Part of a data file:
/---

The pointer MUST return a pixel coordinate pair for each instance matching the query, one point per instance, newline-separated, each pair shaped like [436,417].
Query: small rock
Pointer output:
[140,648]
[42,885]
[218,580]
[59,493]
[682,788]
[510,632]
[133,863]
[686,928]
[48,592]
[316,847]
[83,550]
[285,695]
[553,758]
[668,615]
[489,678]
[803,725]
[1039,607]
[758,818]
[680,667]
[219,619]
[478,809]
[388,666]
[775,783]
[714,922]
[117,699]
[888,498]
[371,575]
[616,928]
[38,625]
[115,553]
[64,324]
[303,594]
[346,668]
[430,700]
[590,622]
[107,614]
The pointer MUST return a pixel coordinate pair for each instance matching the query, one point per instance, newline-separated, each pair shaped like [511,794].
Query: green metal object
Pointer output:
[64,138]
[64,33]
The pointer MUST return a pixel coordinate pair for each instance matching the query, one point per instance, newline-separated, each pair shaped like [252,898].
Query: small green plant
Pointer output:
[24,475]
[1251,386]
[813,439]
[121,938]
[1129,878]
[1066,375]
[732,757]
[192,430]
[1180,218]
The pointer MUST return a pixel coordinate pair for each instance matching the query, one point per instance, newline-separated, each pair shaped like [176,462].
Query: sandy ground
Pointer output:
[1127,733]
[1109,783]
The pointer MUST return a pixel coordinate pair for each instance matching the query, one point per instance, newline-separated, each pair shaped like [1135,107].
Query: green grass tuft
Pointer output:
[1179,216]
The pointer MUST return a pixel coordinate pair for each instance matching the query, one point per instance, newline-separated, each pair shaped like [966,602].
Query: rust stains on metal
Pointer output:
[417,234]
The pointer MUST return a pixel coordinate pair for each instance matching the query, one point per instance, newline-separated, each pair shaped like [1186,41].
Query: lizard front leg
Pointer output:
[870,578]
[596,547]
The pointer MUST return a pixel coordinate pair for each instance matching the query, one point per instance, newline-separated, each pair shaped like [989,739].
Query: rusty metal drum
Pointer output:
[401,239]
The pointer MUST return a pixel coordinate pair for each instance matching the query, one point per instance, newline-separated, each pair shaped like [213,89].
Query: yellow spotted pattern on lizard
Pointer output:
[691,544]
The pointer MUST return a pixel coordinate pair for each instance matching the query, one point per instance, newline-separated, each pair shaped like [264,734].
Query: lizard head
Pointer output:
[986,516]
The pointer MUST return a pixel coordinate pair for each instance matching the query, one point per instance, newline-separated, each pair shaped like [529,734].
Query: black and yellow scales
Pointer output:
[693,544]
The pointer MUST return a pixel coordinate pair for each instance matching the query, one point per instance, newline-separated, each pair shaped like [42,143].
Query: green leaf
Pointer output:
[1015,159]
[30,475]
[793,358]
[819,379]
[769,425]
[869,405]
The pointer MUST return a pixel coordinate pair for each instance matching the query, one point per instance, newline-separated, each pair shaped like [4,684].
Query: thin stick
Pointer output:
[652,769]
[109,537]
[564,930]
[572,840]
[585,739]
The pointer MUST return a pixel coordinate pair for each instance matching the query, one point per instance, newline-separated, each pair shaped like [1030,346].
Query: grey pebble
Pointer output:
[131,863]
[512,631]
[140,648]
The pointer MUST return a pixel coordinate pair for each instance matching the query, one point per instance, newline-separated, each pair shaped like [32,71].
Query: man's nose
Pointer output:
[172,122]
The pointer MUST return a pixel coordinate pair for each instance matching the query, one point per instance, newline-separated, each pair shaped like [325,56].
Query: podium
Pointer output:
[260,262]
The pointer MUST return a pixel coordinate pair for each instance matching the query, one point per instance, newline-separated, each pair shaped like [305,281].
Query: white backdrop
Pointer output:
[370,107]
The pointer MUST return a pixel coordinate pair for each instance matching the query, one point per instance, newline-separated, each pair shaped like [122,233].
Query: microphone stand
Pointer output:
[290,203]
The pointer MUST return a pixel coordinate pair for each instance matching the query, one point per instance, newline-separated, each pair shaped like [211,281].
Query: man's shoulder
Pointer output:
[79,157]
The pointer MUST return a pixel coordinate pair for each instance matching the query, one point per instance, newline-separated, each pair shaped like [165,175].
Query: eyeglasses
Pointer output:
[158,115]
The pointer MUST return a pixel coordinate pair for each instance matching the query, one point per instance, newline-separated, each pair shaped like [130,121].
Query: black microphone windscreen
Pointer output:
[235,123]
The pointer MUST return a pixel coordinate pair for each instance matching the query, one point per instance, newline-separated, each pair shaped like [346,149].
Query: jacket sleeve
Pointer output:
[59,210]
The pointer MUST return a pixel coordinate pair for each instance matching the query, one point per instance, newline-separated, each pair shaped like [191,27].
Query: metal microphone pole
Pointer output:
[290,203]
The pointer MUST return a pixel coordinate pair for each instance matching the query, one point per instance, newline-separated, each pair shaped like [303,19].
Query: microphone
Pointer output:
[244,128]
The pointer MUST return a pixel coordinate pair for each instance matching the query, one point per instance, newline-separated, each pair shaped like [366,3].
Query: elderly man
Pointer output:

\---

What is being asked: Write out everything from the line containing "shaped like [165,175]." down to the end of the material, substituting "Predicted points" for each "Pointer output" and leaving all else unchanged.

The response:
The pointer MUST return a pixel coordinate pair for each instance matching the query, one point per instance, newline-separated, each pair shaped like [165,175].
Query: eyeglasses
Predicted points:
[158,115]
The pointer MUST return a pixel coordinate pair for each instance matching the query, one point per instance, newline-separated, each pair shaped like [130,121].
Query: black microphone windscreen
Predicted points:
[235,123]
The pointer MUST return a pixel coordinate pair for each instance matching the query, one point per instance, newline-separated, each pair shaped like [346,149].
Query: jacket sleeve
Predicted points:
[59,210]
The pointer MUST return a pixel coordinate pair for each instance matching the query, one point per instance, newline-separated, each pair shaped like [191,27].
Query: metal microphone pole
Predicted points:
[290,203]
The pointer MUST return a pixel coordinate pair for each instance matching the query, one point per instance, newline-separated, each pair shaped like [303,19].
Query: microphone
Predicted points:
[244,128]
The pointer MUST return a pixel coordinate pair for each instance matching the query, one point per instance, newline-separated, each pair shaped like [366,3].
Query: elderly man
Predicted points:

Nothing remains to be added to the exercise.